:: HOW TO COMPLETE THIS TASK ::
Nothing but the data itself, reproduced exactly, is the expected answer.

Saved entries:

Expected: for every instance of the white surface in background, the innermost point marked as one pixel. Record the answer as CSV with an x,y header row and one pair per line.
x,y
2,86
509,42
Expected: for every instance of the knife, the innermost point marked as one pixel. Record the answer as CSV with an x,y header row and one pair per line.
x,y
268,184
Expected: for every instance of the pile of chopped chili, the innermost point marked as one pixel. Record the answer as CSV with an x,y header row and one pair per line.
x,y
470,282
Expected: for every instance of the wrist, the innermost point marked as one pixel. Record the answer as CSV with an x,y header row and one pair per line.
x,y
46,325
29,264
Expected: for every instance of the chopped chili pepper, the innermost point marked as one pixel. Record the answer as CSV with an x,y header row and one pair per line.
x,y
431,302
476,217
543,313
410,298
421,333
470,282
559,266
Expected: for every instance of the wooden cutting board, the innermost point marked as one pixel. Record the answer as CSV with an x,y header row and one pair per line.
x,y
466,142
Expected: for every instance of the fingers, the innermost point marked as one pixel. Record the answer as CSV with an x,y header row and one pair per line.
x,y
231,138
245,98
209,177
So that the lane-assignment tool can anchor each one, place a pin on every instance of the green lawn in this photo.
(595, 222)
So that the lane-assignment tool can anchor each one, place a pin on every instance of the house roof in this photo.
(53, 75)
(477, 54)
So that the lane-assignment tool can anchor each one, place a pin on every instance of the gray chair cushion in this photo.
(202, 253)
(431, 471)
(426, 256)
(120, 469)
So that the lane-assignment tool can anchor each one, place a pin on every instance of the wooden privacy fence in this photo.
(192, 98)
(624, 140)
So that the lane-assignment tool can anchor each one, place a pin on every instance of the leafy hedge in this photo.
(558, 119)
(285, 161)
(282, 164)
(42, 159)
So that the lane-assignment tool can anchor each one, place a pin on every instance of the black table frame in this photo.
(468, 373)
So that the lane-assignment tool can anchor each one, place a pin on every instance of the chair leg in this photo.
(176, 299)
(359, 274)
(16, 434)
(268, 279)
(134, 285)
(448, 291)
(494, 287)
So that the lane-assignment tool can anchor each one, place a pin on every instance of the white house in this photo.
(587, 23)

:: WRITTEN RESPONSE ::
Expected: for every instance of the white surface in background, the innermost point marked as one pixel. Record the answer as CSV with an x,y header row and one pair per line.
x,y
2,86
509,42
Expected: for every instance of the knife, the innermost point marked as one pixel. Record the answer as CSV with an x,y header row and one pair per line.
x,y
268,184
Expected: for every instance of the pile of chopped chili, the innermost point marked as one pixel. Record the answer as CSV with an x,y header row and one pair per line.
x,y
470,282
Expected: for every instance of the wrist, the innermost point marked as one pixel. Record the answer as CSV with an x,y header row and one pair per line.
x,y
46,325
29,264
Expected: for every instance of the chopped chili pepper, the innermost point marked as one pixel. Record the answer as CSV with an x,y header row and one pair per line.
x,y
431,302
476,217
543,313
410,298
421,333
470,282
559,266
Expected: for every instance of the wooden cutting board, the innermost point marked as one pixel. Record the answer as CSV with an x,y header row and one pair per line.
x,y
466,142
Expected: for every instance of the fingers, the innermost point marked as one pixel. Record the answer as CSV with an x,y header row and one pair per line.
x,y
231,138
245,98
209,177
So that the lane-assignment tool can anchor each one, place a pin on every instance of the green lawn in this photo.
(595, 222)
So that the lane-assignment tool can anchor each one, place a pin on every instance of the house roof in this photo.
(53, 75)
(477, 54)
So that the lane-assignment tool can anchor each one, place a pin on every instance of the gray chair cushion in this photo.
(202, 253)
(431, 471)
(426, 256)
(120, 469)
So that the lane-assignment tool can anchor each one, place a pin on every instance of the wooden privacy fence in this photo.
(192, 98)
(624, 140)
So that the lane-assignment tool can anchor each one, place a pin on every instance of the leafy hedge in this photo.
(558, 119)
(285, 161)
(282, 164)
(42, 159)
So that the lane-assignment tool can anchor each one, place a pin on every instance of the black table frame in this photo.
(468, 373)
So that the lane-assignment tool can anchor each one, place a pin on every instance of the chair leg in this photo.
(176, 299)
(359, 274)
(16, 434)
(268, 279)
(134, 285)
(448, 291)
(494, 287)
So that the lane-assignment tool can anchor each one, place a pin on every instance of the white house in this photo.
(587, 23)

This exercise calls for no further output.